## begin GIVEN INFORMATION

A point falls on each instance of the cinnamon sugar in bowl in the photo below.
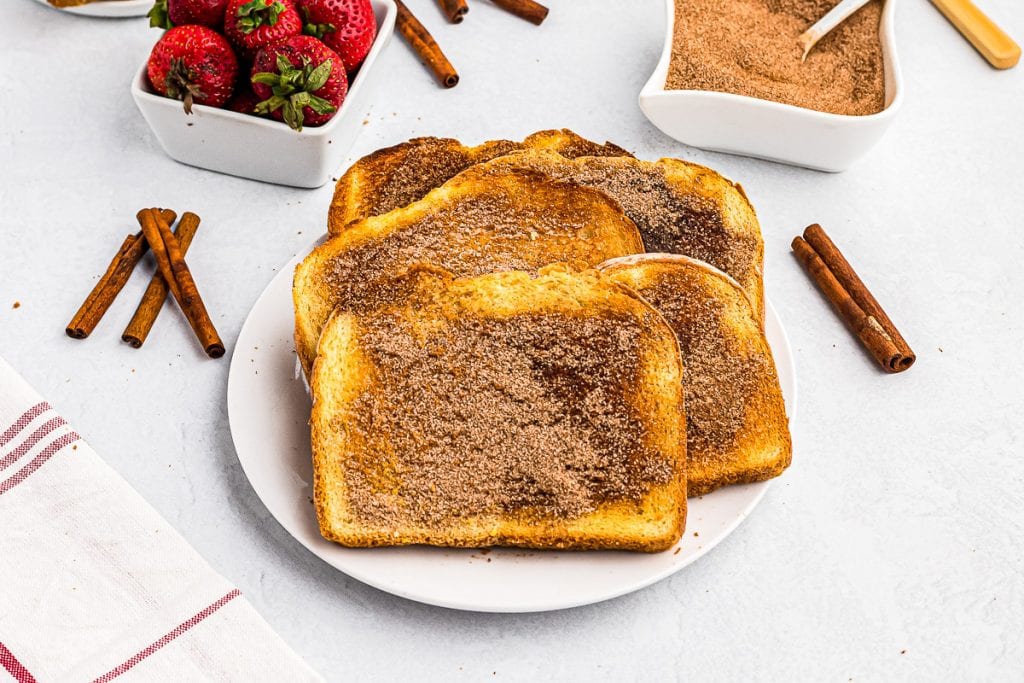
(713, 95)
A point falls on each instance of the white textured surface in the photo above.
(893, 547)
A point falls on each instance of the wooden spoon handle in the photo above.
(998, 48)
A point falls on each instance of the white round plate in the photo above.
(111, 8)
(268, 410)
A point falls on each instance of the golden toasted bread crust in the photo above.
(472, 225)
(543, 412)
(394, 176)
(737, 430)
(678, 207)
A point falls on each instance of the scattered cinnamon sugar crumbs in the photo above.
(749, 47)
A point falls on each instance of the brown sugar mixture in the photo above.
(749, 47)
(525, 414)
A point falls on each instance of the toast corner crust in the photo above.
(348, 369)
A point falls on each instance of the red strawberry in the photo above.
(194, 63)
(347, 27)
(300, 81)
(168, 13)
(255, 24)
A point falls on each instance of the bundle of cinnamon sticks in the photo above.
(426, 47)
(851, 298)
(172, 275)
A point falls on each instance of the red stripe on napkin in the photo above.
(33, 439)
(23, 422)
(13, 667)
(180, 629)
(37, 462)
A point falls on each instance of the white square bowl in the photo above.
(261, 148)
(753, 127)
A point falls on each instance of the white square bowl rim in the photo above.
(140, 87)
(654, 87)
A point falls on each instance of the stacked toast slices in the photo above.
(495, 359)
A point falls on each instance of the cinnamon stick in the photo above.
(172, 265)
(848, 294)
(153, 301)
(424, 45)
(534, 12)
(454, 9)
(112, 282)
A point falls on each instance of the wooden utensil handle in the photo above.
(998, 48)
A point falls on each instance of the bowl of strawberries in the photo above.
(273, 90)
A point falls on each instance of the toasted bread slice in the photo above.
(679, 208)
(472, 226)
(736, 426)
(513, 410)
(394, 176)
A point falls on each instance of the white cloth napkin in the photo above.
(94, 585)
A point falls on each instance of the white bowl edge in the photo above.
(854, 135)
(296, 171)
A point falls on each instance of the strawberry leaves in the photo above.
(181, 84)
(159, 18)
(293, 89)
(256, 13)
(310, 28)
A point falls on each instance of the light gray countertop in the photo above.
(892, 549)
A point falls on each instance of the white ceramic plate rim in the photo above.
(252, 434)
(109, 9)
(654, 87)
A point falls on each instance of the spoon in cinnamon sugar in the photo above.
(998, 48)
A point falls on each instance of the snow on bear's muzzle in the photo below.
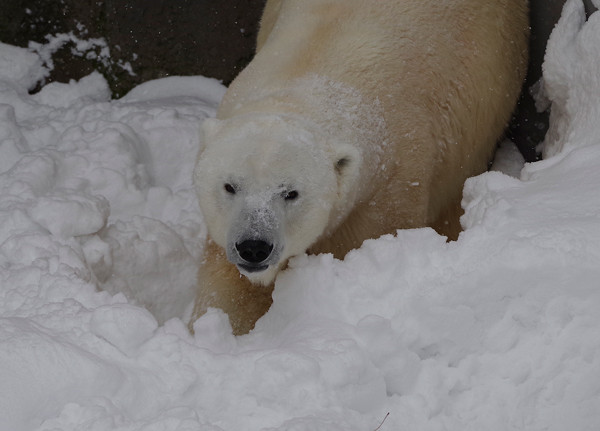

## end GIVEN INFORMATION

REQUEST
Rewrite everything above from the line containing "A point falls on each instance of the bowl" down to the end of the rows, changing "countertop" to "tabletop" and keeping everything else the same. Leave the pictures out of your answer.

RESPONSE FOR THIS EXERCISE
A point falls on each instance of the bowl of strawberries in the photo above.
(273, 90)
A point falls on each instance of the toasted bread slice in the photo above.
(679, 208)
(472, 226)
(736, 426)
(513, 410)
(394, 176)
A point falls on each instance of the white cloth napkin in the photo above.
(94, 585)
A point falls on each instance of the white bowl edge in the photo above.
(854, 135)
(296, 171)
A point falls on each instance of the strawberry leaves in the photo above.
(181, 84)
(159, 18)
(293, 89)
(256, 13)
(310, 28)
A point falls on each instance of the light gray tabletop in the photo above.
(892, 549)
A point falls on each instance of the white ceramic plate rim in the photo above.
(252, 434)
(109, 9)
(654, 87)
A point falls on each instance of the spoon in cinnamon sugar in the photo above.
(998, 48)
A point falls on each instance of the snow on bear's muzzle in the photo below.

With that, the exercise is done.